# Task to complete:
Give every line of the items below as a numbered list, omitting blank lines. Leave the pictures out of your answer.

Extracted data entries:
* * * * *

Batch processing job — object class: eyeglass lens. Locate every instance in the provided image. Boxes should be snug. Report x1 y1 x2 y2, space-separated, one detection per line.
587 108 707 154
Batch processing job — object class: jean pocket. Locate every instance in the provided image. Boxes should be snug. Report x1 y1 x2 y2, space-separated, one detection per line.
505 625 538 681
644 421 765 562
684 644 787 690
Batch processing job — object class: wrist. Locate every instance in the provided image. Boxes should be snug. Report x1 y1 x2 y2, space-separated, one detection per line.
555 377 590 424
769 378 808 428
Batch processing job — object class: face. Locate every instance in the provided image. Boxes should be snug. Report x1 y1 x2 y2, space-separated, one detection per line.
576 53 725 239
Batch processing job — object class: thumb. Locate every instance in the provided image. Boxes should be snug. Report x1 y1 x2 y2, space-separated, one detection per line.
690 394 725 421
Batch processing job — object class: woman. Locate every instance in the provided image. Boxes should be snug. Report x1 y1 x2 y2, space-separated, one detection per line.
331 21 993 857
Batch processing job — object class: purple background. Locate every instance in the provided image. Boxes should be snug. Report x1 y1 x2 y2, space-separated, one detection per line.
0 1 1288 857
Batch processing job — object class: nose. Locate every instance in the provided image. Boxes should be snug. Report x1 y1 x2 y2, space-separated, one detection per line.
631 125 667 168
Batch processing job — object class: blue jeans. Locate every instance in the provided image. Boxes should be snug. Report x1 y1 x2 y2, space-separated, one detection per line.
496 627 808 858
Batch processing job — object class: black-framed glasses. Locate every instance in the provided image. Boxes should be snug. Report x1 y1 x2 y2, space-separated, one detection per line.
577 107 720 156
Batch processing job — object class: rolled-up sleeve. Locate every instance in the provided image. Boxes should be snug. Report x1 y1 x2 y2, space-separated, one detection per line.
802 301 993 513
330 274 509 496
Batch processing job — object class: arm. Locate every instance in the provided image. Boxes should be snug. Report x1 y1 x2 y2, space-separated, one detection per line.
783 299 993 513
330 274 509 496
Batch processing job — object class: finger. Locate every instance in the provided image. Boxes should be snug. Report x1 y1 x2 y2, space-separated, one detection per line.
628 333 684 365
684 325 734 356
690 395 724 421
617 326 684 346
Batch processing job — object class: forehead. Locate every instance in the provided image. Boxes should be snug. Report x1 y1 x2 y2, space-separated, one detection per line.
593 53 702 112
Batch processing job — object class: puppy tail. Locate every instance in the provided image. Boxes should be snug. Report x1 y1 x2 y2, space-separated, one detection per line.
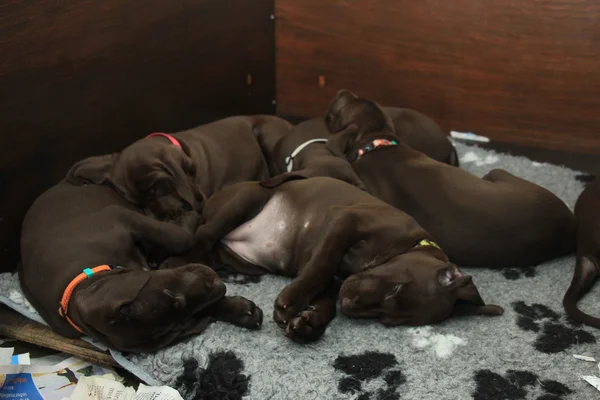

* * * * *

# Worked solution:
1. Batch processing job — object class: eyeglass lens. Locate every instance in the provided image. Boxes should be snug. Report x1 y1 x2 y2, space-separated, one detection per line.
2. 587 108 707 154
3. Batch processing job — object class: jean pocket. Locate every instance in the provided image. Boxes should be snug. Report x1 y1 x2 y2, space-separated, one detection per line.
4. 505 625 538 681
5. 644 421 765 562
6. 684 644 787 690
7. Batch processing job — object class: wrist. Locate every instance in the provided image. Boxes should be snug. Report x1 y1 x2 y2, space-separated, one detection per line.
8. 555 377 590 424
9. 769 378 808 428
10. Batch processing job — object class: face. Locate every instance in the provided image. Boxes should be snug. Report x1 y1 x2 y2, space-separated, one detection per line.
11. 576 53 725 239
12. Batch processing job — object class: thumb. Locate every instance in the provided image. Boxes should be snug. Report x1 y1 x2 y2, space-separated, one detection per line.
13. 690 394 725 421
14. Batch processing job — object class: woman. Locate every instance in the provided image. Boxes should be snug. Report x1 y1 x2 y2, space-separated, one detection per line.
15. 331 21 993 857
16. Batch processing job — object class: purple background. Locate every instance in the provided image. Boxes should be snug. Report x1 y1 x2 y2, space-separated, one detection per line.
17. 0 1 1288 857
18. Batch processing job — object class: nose. Locate every instance in the provided image. Boxes should be snug. Report x1 y1 x2 y2, space-separated, one detection per line.
19. 631 125 667 168
20. Batch processing job — object class: blue jeans. Locate every instance in the provided image. Boxes should be snug. Report x1 y1 x2 y2, space-separated, one detection per line.
21. 496 627 808 858
22. Batch processing job — object class: black-framed glasses. Locate every instance in the provided image. Boxes should be snug. Report x1 y1 x2 y2, space-separated, one detection per line.
23. 577 107 720 156
24. Batch processing job — object class: rolled-up sleeve. Locate every instance in the provided image. Boxes should be snug. Report x1 y1 x2 y2, space-separated, one detection per line.
25. 802 301 993 513
26. 330 274 509 496
27. Batch processing job — object class: arm. Locate every instance in the provided image. Boxes should be snug. Report x1 y1 x2 y2, space-separated, one detection per line.
28. 783 299 993 513
29. 330 274 509 496
30. Batch processing job — object class: finger. Locate every instance in the provided image. Boxes should be snug. Report x1 y1 x2 y2, space-separated, one detection per line.
31. 628 333 684 365
32. 684 325 734 356
33. 690 395 724 421
34. 617 326 684 346
35. Batch processing job — object class: forehead. Locate every instance in the provided image. Boxes should be snug. Report x1 y1 x2 y2, space-separated, one detection per line.
36. 593 53 702 112
37. Batch processing job — object class: puppy tail. Locate every instance in the provided image. Boxes should be snug. Report x1 y1 x2 y2, space-separated, one detection per line.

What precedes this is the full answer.